(Data records)
+--

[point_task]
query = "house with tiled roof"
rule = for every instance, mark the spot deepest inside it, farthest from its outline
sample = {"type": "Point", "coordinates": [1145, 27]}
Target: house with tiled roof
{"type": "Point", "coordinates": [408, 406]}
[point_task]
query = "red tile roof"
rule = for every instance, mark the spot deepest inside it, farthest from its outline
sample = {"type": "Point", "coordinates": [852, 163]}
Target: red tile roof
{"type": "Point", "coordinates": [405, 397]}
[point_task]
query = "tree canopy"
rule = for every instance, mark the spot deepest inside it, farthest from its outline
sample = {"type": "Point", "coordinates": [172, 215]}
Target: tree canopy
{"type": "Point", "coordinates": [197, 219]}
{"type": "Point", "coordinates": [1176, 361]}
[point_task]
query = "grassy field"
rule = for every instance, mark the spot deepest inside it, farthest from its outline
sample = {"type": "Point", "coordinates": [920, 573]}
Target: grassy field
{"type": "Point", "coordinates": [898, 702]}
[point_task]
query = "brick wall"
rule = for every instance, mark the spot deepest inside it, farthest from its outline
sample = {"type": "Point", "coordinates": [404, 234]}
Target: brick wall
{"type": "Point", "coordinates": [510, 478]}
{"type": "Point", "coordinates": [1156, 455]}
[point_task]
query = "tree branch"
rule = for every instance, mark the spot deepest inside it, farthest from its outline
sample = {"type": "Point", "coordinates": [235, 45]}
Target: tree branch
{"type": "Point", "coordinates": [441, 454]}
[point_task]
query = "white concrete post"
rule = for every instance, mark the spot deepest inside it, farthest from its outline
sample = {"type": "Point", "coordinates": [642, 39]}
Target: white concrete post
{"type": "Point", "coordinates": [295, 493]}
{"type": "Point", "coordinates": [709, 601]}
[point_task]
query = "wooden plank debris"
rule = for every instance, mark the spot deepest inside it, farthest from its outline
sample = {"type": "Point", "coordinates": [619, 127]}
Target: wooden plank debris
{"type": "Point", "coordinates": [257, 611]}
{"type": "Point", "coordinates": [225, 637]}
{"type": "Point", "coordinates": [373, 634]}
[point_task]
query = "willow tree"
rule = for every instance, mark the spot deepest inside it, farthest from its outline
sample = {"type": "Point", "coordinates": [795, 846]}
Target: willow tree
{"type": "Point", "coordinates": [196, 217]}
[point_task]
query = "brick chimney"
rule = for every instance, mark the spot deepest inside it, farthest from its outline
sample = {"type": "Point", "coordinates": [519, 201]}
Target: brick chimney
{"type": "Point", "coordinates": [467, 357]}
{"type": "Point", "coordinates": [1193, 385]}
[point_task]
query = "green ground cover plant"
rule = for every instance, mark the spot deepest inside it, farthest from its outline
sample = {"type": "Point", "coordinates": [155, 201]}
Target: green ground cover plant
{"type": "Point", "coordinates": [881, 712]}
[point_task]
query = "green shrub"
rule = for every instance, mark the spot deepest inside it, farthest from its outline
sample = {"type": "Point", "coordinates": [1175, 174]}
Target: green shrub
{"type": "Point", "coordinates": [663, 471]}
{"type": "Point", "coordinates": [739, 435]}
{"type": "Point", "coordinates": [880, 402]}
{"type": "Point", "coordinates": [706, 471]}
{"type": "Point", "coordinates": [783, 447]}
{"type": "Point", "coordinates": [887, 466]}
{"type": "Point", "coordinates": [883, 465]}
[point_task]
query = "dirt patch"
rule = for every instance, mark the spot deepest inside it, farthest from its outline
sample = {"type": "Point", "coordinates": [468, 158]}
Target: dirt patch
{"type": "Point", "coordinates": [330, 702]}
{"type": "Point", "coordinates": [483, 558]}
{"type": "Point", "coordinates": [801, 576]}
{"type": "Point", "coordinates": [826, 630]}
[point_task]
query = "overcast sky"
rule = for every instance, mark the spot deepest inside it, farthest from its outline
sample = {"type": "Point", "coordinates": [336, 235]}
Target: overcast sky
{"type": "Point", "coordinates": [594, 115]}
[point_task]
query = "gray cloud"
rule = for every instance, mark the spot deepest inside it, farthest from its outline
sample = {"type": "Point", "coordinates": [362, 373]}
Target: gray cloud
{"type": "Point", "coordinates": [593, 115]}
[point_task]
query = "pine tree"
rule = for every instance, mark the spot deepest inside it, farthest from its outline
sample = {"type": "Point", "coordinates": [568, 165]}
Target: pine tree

+--

▶ _WHAT YOU NEED TO DO_
Write out the lines above from the one containing "Target: green shrub" through the last, exactly as they are.

▶ _EXPECTED ANSWER_
Target: green shrub
{"type": "Point", "coordinates": [663, 471]}
{"type": "Point", "coordinates": [739, 435]}
{"type": "Point", "coordinates": [880, 402]}
{"type": "Point", "coordinates": [706, 471]}
{"type": "Point", "coordinates": [783, 447]}
{"type": "Point", "coordinates": [887, 466]}
{"type": "Point", "coordinates": [883, 465]}
[point_task]
query = "dirt patch"
rule = for every instance, mark the spot deepest inside it, farthest from its outline
sample = {"type": "Point", "coordinates": [468, 158]}
Target: dirt patch
{"type": "Point", "coordinates": [330, 702]}
{"type": "Point", "coordinates": [483, 558]}
{"type": "Point", "coordinates": [801, 576]}
{"type": "Point", "coordinates": [826, 630]}
[point_task]
query = "overcast sky"
rule = for every instance, mark the spot deepest inside it, farthest from its outline
sample = {"type": "Point", "coordinates": [336, 235]}
Target: overcast sky
{"type": "Point", "coordinates": [594, 115]}
[point_task]
query = "gray cloud"
rule = for every instance, mark the spot deepest inside it, farthest from its outline
sample = {"type": "Point", "coordinates": [362, 373]}
Target: gray cloud
{"type": "Point", "coordinates": [593, 115]}
[point_task]
query = "pine tree"
rule = for every instance, mark the spot deepest inside it, farthest from its outline
sample = {"type": "Point", "coordinates": [568, 165]}
Target: pine tree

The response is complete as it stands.